_EXTRAIT À LIRE_
━━━━━━━━━━━━━━━━
Par ailleurs, sur un total de quatre vintg douze interviewés sur la situation des conflits armés à Cité Soleil dans le cadre du questionnaire 3, 42, 32 % soutiennent qu´ils ont débuté après 1990, période à laquelle correspondent le renversement d´Aristide par le coup d´état du 30 septembre 1991, l´établissement d´un régime militaire en Haïti, et, éventuellement, l´émergence de cette « armée rouge ». Pour parvenir à ce résultat, ces derniers avaient à répondre à la question suivante: Les conflits armés ont commencé à Cité Soleil avant, après ou exactement en 1990? (Q4). Entre le résultat du questionnaire 3 et celui du questionnaire 4, il y a une certaine relation en ce sens que l´accent est mis sur l´après 1990 pour situer historiquement presque tous les événements à portée d´une dégénérescence sociale et politique qui se sont déroulés à Cité Soleil.
Encore vivante et assez fraîche à Cité Soleil, la génération de 1990 est agée aujourd´hui de 27 ans. Nous estimons qu´en 1990, un enfant d´au moins de 6 ans, s´il ne souffrait pas de problème de mémoire, a la facilité de se souvenir des évenéments qui se sont déroulés autour de lui, c´est pourquoi le minimum d´âge considéré est de 33 ans. De fait, 62 personnes des deux sexes agées de 33 ans ont été interviewées sachant que la totalité des personnes interviewées est de 92 et sont agées de 19 à 84 ans. 23 sur ces 62 déclarent que les conflits armés à Cité Soleil ont commencé bien avant 1990, tandis que 28 s´accordent sur l´après 1990 et 9 soutiennent que c´est exactement en 1990 que les choses ont déterrioré dans la commune. Enfin, si nous tenons compte de tous les 92 personnes, 44 d´entre elles acceptent que les conflits armés datent d´après 1990 tandis que 32 les situent bien avant et 12 les placent exactement en 1990, comme le montre le tableau suivant:  
Tranche d´âge
Quantité
M
F
Avant 1990
Après 1990
1990
Je ne sais pas
Moins de 33 ans
30
13
17
9 (23,33%)
16 (53,33%)
3 (10%)
2 (6,66%)
Plus de 33 ans
62
39
23
23 (37,09%)
28 (45,93%)
9 (12,9%)
2 (3,22%)
Total
92
52
40
32 (34,78%)
44 (47,82%)
12 (13,04%)
4 (4,34%)
Tableau 2: Source: L´auteur.
L´armée rouge aurait tracé son propre itinéraire dans l´histoire de Cité Soleil. Déjà, d´entre de jeu, nous pouvons constater parmi nos interviewés que l´obsession à la notion de l´« armée rouge » se trouve plus chez les hommes (16) que chez les femmes (2) (tableau 1). Un résultat qui n´est pas tout à fait surprenant en raison du fait que la gente féminine était très moins mue par ces activités à Cité Soleil au cours des 20 dernières années. Ainsi donc, même s´il était scientifiquement difficile à l´époque de prouver l´existence de cette organisation, elle a néanmoins fait tellement de dégats dans les esprits, les mentalités et l´imaginaire des Haïtiens que la réalité sociale qu´elle incarne devient irrefutable.
━━━━━━━━━━━━━━━━
_DONNÉES_
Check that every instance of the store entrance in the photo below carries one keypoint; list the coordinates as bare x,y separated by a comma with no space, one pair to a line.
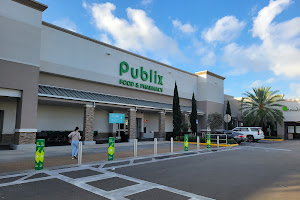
1,123
122,131
292,130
━━━━━━━━━━━━━━━━
_EXERCICES_
A - Condensez le paragraphe de l'extrait sur les conflits armés à Cité Soleil qui débute par « L´armée rouge aurait tracé son propre itinéraire ». Gardez-en les faits essentiels.
B - Prolongez l'extrait sur les conflits armés à Cité Soleil à la suite de sa dernière phrase.

_RÉPONSES ATTENDUES_
A - L'armée rouge aurait suivi sa propre trajectoire dans l'histoire de Cité Soleil. Parmi les interviewés, l'obsession pour la notion d'« armée rouge » touche davantage les hommes (16) que les femmes (2), ce qui n'a rien de surprenant, les femmes ayant été bien moins impliquées dans ces activités à Cité Soleil au cours des 20 dernières années. Son existence était alors difficile à prouver scientifiquement. Cette organisation a pourtant fait de tels dégâts dans les esprits, les mentalités et l'imaginaire des Haïtiens que la réalité sociale qu'elle incarne est devenue irréfutable.

B -
Or, comme nous avons vu, les faits marquant le début de ces conflits armés ne font pas l´unanimité parmi nos interviewés encore plus parmi les habitants de Cité Soleil. À la question: Quels seraient, selon vous, les faits ayant marqué le début des conflits armés à Cité Soleil?(Q9) du questionnaire 1, chacun des vingt quatre interviewés a mentionné un événement différent. Toutefois, il n´y a pas un seul d´entre eux qui n´ait réflété la réalité de l´époque et qui ne soit pas en accord avec la chronologie dont nous avons déjà parlée.
Les conflits armés ont commencé avec Simon Pelé et Cité Soleil vers 1990-1992 et ont été causés par un chien qui appartenait à une habitant de Simon Pelé. Ce chien a été tué par des gens de Cité Soleil avec une arme créole, mais les machettes et les batons étaient jusque là les plus utilisés dans ces conflits qui ont fait quelques dizaines de vicitmes (interviewé 1).
C´est ce que nous a confié Saintiny Jean Sorel, 47 ans, licencié en Droit et enseignant à Cité Soleil où il n´habite plus depuis 2004, mais qu´il fréquente au moins cinq fois par semaine à cause de son poste de directeur académique. De sa part, Louidone Roblin, un responsable d´une organisation sociale et culturelle évoluant à l´intérieur de la cité avance que:
Les conflits armés existent à Cité Soleil depuis sa naissance, en 1967, par François Duvalier. Boston et Brooklyn sont les premières localités construites et les premiers conflits remontent à 1988 entre Warf et Linthau 1 à cause d´une question d´eau (interviewé 2).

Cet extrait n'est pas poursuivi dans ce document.